REQUIREMENT - Write the next part of the Gigabyte GS27QC monitor review, starting right after its final sentence.

SOURCE EXTRACT -
▽
At $200 or less, the Gigabyte GS27QC is an excellent 1440p budget curved VA gaming monitor with deep blacks, high 170Hz refresh rate and plenty of useful features.
Gigabyte’s newest GS series consists of cut-down versions of their usual gaming monitors with height-adjustable stands, built-in KVM and USB hubs, offering fewer features but more affordable pricing.
The Gigabyte GS27QC is a 27″ 1440p model with a curved VA panel, 170Hz refresh rate, VRR and MBR support – let’s see how it performs!
First up, we’ll test the monitor’s image accuracy right out of the box with its default settings to see if there are any settings that can be changed for better results.
The Gigabyte GS27QC uses a 27″ 1440p 165Hz (170Hz factory OC) 1500R curved VA panel (SG2701G02-2 by CSOT) with a 4000:1 contrast ratio, 250-nits peak brightness and 108% sRGB color gamut volume specified.
For our testing, calibration and profiling, we’re using the Datacolor SpyderX Pro paired with DisplayCAL and HCFR software. The testing was done after the monitor had warmed up and we disabled all eco/power-saving features.
△
RECORDED DATA -
▽
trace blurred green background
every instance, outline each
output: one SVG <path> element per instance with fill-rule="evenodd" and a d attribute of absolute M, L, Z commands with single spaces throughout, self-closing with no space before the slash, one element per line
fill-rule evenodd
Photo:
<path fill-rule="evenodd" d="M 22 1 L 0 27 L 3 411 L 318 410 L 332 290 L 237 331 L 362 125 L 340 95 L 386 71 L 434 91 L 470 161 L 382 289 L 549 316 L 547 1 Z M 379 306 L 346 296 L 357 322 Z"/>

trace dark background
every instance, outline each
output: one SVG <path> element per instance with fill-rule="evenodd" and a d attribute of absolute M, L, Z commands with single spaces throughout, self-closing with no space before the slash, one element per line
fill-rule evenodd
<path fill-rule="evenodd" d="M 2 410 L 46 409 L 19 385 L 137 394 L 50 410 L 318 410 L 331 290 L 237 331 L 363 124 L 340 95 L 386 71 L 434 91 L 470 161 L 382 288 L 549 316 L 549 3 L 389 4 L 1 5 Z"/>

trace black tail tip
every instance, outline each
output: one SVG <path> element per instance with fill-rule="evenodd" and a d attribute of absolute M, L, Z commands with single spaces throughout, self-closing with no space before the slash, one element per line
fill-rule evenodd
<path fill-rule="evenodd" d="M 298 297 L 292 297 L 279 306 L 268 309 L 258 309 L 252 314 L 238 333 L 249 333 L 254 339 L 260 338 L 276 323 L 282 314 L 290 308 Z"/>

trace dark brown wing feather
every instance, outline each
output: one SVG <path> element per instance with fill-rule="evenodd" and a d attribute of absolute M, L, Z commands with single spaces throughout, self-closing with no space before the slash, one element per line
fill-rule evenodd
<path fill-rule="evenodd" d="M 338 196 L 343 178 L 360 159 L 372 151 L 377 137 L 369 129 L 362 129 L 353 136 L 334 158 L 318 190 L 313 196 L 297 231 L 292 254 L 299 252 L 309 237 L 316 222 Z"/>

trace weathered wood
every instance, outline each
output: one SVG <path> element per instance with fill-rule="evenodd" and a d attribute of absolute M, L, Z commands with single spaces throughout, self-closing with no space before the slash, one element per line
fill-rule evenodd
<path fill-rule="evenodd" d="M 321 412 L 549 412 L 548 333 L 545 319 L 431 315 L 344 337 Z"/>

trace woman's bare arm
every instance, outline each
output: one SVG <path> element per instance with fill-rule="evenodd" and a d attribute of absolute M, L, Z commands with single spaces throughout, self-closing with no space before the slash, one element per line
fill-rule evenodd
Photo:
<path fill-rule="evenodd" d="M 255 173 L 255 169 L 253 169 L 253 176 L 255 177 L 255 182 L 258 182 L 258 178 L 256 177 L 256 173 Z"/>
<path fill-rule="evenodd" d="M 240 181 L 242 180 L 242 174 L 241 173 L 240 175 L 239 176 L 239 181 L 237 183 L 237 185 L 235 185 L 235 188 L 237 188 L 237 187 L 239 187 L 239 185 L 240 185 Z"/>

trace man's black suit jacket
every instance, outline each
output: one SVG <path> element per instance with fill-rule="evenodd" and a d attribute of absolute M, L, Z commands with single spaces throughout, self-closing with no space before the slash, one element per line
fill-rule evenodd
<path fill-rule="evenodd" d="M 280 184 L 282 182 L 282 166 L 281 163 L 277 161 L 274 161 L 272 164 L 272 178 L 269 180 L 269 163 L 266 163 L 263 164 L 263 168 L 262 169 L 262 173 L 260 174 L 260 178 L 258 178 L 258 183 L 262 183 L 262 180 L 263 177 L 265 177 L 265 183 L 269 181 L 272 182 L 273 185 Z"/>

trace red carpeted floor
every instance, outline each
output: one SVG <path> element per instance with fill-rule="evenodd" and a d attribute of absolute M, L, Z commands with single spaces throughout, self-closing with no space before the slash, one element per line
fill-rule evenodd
△
ANSWER TO THIS PROBLEM -
The default Standard picture preset uses the Normal color temperature option with 6881K which gives the whitepoint a minor cold/bluish tint. We recommend changing this to the User Define option with 6633K, a great result close to the 6500K target.
Other picture presets (Gaming, Movie, Reader, Custom, ECO) have different default brightness, contrast, color vibrance, sharpness, gamma, color temperature and Black Equalizer values, and they are less accurate.
Gamma tracking of the Gigabyte GS27QC is also decent with a 2.21 average (2.2 target), though it follows the 2.2 flat gamma instead of the sRGB tone curve, so some dark scenes in sRGB content will appear a bit darker than intended.
Now, while the average Delta E isn’t too bad at 3.58 (color deviation from the target, ≤1.5 is a good result), the maximum Delta E is way off at 17.6. This is mainly due to the monitor’s low sRGB color space coverage. There’s an sRGB mode that can bring down the average Delta E to 2.43 and the maximum down to 14.22.
Although the Gigabyte GS27QC has a 109.8% sRGB gamut volume, it only covers 90.2% of the actual sRGB color space – reds and some green-cyan shades are over-saturated, while blue is heavily undersaturated (hence the high maximum Delta E).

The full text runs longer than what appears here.